* EXCERPT TO READ *
'''

Broken Bread, Broken Body

By Hannah Adair Bonner
When we gather for Maundy Thursday, we celebrate what was Christ’s Last Supper with his disciples and what was our First Communion as a church universal. It was our first meal as a family that transcends beyond generations and locations and languages and borders. However, if Maundy Thursday is anything like a typical Sunday morning in the United States, it will also be one of the most segregated hours in America.
In the United Methodist liturgy, we say, “Because there is one loaf, we, who are many, are one body, for we all partake of the one loaf.”
Nothing more concretely reminds us of the joy and responsibility of living out our calling to embody that kind of family than the meal that we share. Nothing more concretely reminds us that our identity as children of God takes prominence over any other identity that we have and, in taking that position, demolishes the walls that divide us, calling us forth to live as if that identity is more important to us than any other.
It is with deep irony, and for many of us with heavy hearts, that we celebrate this Communion meal in a church that has, in these United States, continued to be a place of segregation in practice if not in theory. While many feel helpless and struggle to understand why this continues, many others, having felt the dynamics of privilege, power, and politics, feel they know exactly why it does. The silence of many churches in response to the Black Lives Matter movement, the missing 43, and the instatement of “religious freedom” laws has served to merely deepen this divide in many communities.
Yet, we still believe that this meal, this holy mystery, holds power. We remember the story of the men who, while walking away from Jerusalem after Jesus’s death, were joined by a stranger. They spoke openly to the stranger of their disappointment, having hoped that Jesus Christ was going to change things. They had no idea this stranger was Jesus. When they stopped to eat together, however, everything changed. Jesus took the bread, blessed it, broke the bread and handed it to them. It was then, in the breaking of the bread, that they recognized Christ.
Something happens when we break bread. We see Christ more clearly. We see ourselves more clearly. We see others more clearly. If we never break bread together, will we ever see clearly?

'''

* STORED RECORDS *
'''

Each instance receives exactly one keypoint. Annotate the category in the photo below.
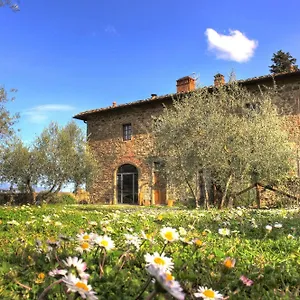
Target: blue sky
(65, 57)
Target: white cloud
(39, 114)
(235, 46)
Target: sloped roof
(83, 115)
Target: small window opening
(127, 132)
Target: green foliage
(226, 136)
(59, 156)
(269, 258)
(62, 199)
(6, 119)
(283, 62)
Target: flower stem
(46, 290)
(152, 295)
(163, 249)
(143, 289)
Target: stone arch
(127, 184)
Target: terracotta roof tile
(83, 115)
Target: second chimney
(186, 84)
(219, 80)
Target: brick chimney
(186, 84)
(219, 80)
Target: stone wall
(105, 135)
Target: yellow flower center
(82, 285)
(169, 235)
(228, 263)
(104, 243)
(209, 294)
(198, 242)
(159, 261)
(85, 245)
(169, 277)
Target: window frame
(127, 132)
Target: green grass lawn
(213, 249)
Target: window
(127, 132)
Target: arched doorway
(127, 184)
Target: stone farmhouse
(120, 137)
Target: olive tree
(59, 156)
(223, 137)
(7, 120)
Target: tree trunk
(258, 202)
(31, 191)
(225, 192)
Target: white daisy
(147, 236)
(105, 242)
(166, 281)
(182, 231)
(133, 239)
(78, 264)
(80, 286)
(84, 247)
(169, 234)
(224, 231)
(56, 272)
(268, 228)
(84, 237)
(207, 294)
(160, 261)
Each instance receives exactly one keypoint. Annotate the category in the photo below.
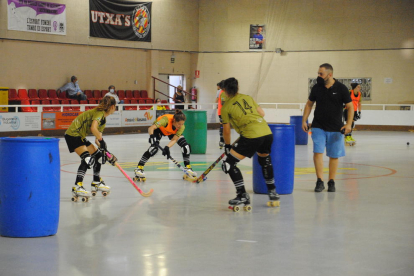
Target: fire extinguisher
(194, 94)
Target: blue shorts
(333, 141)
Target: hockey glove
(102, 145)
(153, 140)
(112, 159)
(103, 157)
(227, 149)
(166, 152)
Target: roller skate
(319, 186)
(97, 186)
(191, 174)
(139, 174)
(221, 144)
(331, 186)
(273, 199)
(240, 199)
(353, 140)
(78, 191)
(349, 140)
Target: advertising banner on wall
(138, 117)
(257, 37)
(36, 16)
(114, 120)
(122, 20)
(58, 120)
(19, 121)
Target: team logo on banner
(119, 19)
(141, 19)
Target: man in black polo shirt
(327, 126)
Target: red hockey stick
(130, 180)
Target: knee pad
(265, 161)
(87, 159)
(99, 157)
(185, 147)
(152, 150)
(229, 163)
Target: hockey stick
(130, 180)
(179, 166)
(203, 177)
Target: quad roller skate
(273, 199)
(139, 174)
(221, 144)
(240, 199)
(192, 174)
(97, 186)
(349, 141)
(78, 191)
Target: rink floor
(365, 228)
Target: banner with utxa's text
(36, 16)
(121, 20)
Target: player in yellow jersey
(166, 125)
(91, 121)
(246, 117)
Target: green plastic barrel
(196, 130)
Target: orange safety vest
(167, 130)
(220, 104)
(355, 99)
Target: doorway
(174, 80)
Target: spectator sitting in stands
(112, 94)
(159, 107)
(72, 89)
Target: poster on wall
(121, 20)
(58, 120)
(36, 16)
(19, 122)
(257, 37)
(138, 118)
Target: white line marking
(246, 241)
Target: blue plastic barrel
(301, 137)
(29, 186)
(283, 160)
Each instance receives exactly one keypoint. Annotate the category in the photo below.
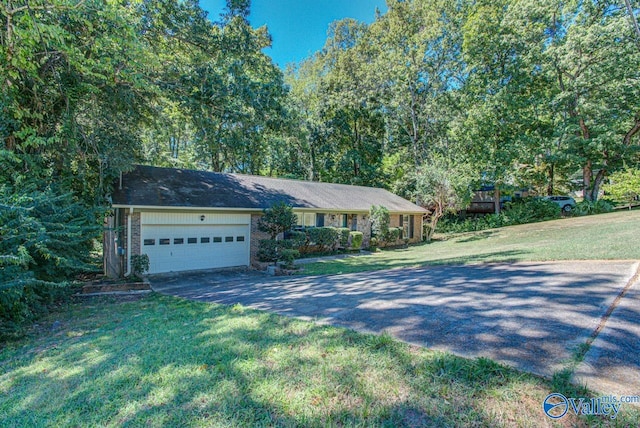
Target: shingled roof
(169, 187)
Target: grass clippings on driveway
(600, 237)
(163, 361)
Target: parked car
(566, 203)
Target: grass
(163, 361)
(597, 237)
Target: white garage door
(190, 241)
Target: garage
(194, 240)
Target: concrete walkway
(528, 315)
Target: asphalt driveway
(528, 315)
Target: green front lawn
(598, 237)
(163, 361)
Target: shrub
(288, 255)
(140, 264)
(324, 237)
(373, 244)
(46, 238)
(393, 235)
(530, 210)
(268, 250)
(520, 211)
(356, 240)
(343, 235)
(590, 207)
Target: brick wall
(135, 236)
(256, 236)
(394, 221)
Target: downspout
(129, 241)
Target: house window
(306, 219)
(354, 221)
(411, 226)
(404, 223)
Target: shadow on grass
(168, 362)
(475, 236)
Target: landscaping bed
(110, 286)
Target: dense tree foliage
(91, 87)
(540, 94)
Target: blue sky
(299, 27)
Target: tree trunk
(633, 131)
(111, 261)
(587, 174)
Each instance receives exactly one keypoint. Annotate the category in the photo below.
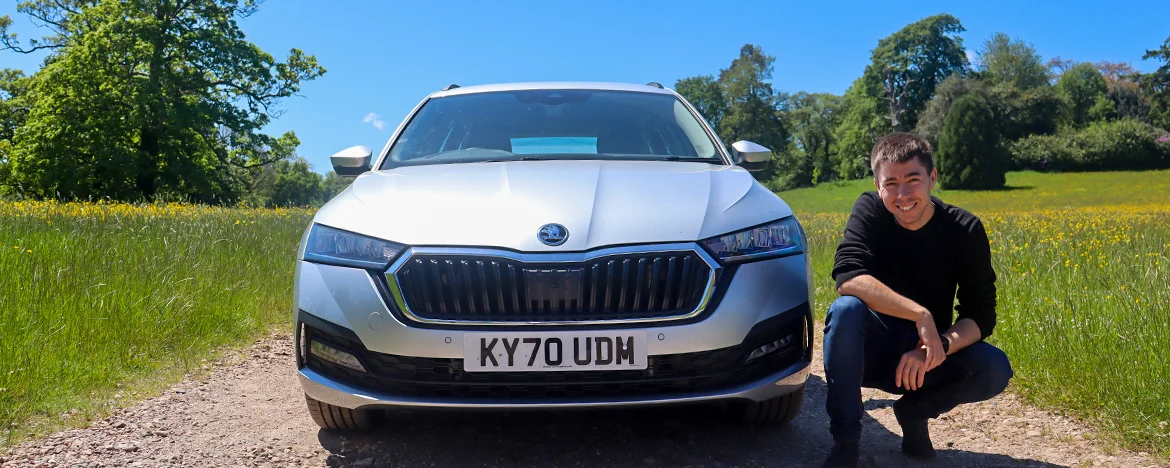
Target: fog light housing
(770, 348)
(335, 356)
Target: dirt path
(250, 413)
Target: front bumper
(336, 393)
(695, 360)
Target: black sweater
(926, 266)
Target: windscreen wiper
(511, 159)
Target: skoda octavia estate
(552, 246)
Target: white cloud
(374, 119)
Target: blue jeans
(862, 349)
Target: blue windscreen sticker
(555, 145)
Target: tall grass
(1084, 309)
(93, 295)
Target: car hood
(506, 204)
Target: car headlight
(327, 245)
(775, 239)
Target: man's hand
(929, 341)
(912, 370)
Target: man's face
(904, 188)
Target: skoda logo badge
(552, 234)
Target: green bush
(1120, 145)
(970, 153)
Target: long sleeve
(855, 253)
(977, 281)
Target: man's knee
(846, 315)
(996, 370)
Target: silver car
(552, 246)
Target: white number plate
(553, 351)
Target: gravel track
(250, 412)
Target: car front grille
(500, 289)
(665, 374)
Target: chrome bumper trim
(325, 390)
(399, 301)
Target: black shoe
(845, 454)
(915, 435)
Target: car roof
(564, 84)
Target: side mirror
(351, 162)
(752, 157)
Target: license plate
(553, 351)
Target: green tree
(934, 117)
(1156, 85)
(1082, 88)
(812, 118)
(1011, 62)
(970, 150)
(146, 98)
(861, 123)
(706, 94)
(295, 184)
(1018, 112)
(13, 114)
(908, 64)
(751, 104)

'''

* DIRECTION *
Answer these questions from the text on Maundy Thursday:
(a) Which liturgy includes the words "Because there is one loaf, we, who are many, are one body"?
(b) What three things does the text say many churches responded to with silence?
(c) In the story of the men walking away from Jerusalem, at what moment did they recognize Christ?

* TASK OUTPUT *
(a) The United Methodist liturgy.
(b) The Black Lives Matter movement, the missing 43, and the instatement of "religious freedom" laws.
(c) In the breaking of the bread, when Jesus took the bread, blessed it, broke it and handed it to them.